## Required actions
(A) Retype the part of the pressure injury article that opens with the words containing "Best Practice: Improving" and closes with "Surgery Navigation Center.".
(B) According to the pressure injury article, how many newly acquired pressure injuries did New Hanover Regional Medical Center staff identify in 2016?
(C) Carry on the pressure injury article from the point where it stops.

Best Practice, New Hanover Regional Medical Center

Best Practice: Improving Patient Skin Care & Reducing Pressure Injuriessmlaura Best Practice, New Hanover Regional Medical Center, Wilmington, NC

Meagan Jones, RN-CMSRN, is a Staff Nurse at New Hanover Regional Medical Center Surgery Navigation Center.

Within the shared governance framework at New Hanover Regional Medical Center, nurses are encouraged to engage in clinical ladder projects which, in turn, result in improved patient care and satisfaction, increased nursing knowledge, and more efficient processes.  This one happened to reduce hospital cost as well.

When a patient is admitted to the hospital, staff is not only expected to care for the patient’s admission problem, but to also avoid the development of complications. One commonly found problem is the development of skin issues, such as moisture-related injuries, skin tears, and even pressure injuries.  These conditions not only increase the length of hospital stay and hospital cost, but they also increase patient’s pain and suffering, cause additional morbidities and other complications, and reduce their overall satisfaction and quality of life. While a patient’s health and quality of life are of utmost importance, the cost of skin injuries is also very concerning to hospitals and healthcare. The Centers for Medicare and Medicaid Services have deemed “preventable” not only the development of new pressure injuries after hospital admission, but the worsening of a pre-existing pressure injury as well.  Therefore, if either such condition develops during a patient’s admission, treatment for such will not be reimbursed.

In an effort to monitor and track pressure injuries, quarterly pressure injury studies are conducted using the National Database of Nursing Quality Indicators guidelines. The results are intended to compare like units across the nation, as well identify patient outcomes. New Hanover Regional Medical Center staff identified ten newly acquired pressure injuries in 2016. In addition, staff began to track the acquisition of pressure injuries on each unit. In December of 2016, The Adult Inpatient Surgery Unit (AISU) had gone a maximum of 60 days without acquiring a unit-acquired pressure injury. Review of the prevalence studies indicated that thigh-length SCDs/TED hose contributed greatly to the pressure injury rate.  However, thorough research revealed that the knee-length option was NOT any more statistically effective at preventing deep vein thrombosis than the thigh-length option on their own. Nevertheless, the literature did show more patient compliance with the knee-length hose, making it more effective.

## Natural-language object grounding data
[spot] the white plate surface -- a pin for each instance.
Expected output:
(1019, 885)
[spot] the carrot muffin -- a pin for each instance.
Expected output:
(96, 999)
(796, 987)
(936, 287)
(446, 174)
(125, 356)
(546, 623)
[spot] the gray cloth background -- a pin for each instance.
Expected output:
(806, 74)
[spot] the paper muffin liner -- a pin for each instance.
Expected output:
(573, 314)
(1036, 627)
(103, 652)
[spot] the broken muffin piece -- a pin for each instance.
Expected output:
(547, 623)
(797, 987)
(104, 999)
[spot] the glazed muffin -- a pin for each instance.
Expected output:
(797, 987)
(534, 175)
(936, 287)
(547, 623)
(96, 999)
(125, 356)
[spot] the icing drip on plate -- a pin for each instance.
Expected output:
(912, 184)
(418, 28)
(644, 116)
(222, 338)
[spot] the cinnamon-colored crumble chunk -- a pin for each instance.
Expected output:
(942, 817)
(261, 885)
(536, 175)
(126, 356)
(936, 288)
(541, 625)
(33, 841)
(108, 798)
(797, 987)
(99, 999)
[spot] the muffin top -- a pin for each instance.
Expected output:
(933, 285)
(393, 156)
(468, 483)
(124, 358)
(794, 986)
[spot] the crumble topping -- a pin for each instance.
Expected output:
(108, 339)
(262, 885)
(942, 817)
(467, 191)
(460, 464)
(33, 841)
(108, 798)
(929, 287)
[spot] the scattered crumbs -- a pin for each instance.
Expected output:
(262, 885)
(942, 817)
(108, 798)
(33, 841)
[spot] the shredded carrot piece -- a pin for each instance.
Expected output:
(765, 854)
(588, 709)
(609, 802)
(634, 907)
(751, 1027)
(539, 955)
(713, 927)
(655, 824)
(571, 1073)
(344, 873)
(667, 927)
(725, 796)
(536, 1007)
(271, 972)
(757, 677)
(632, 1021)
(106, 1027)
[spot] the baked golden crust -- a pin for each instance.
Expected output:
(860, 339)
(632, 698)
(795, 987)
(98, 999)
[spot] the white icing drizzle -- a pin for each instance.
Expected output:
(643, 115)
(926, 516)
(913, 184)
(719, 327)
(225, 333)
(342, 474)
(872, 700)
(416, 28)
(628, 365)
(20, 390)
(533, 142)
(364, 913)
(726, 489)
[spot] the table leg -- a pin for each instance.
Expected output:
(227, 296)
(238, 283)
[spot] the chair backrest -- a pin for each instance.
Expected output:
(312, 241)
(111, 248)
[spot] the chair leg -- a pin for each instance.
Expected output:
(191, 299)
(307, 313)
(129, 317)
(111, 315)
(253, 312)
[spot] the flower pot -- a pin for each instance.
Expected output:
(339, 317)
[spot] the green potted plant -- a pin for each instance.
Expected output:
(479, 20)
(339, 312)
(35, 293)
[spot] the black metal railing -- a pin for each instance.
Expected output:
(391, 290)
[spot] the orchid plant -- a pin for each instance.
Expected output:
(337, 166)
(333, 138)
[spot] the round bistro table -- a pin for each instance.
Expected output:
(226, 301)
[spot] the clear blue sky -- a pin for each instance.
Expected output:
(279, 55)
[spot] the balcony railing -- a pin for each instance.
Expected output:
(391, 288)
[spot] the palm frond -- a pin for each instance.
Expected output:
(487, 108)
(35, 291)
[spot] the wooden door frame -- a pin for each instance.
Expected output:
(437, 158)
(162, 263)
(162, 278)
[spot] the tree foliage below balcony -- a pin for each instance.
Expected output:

## Responses in order
(A)
Best Practice: Improving Patient Skin Care & Reducing Pressure Injuriessmlaura Best Practice, New Hanover Regional Medical Center, Wilmington, NC

Meagan Jones, RN-CMSRN, is a Staff Nurse at New Hanover Regional Medical Center Surgery Navigation Center.

(B) Ten.

(C)
This research data was taken to many surgeons for their input, comments, and concerns, and eventually presented at the General Surgeons meeting. After the research had been summarized to the physicians, nursing staff recommended that the standard for NHRMC would be to implement knee-length hose, unless otherwise ordered by the physicians. All physicians agreed, and the standard was implemented.  In addition, one SCD machine was permanently placed in each patient room (vs the old standard of having to order from central sterile) on AISU to ensure availability of equipment and to decrease delay of implementation of such interventions.

In addition to logistics of knee vs length, surveys revealed that other issues surrounding TED hose originated from improper fit and improper assessment by nursing staff.  Before this project, no measuring equipment or instruction on how to complete a proper fitting of TED hose was available.  None of the nurses surveyed were able to accurately describe and determine how TED hose should be properly fit. This was addressed by providing proper measuring equipment, as well as the education to do so, resulting in 90% of surveyed staff being able to properly identify the process for measuring TED hose and determine where proper equipment to do so was located.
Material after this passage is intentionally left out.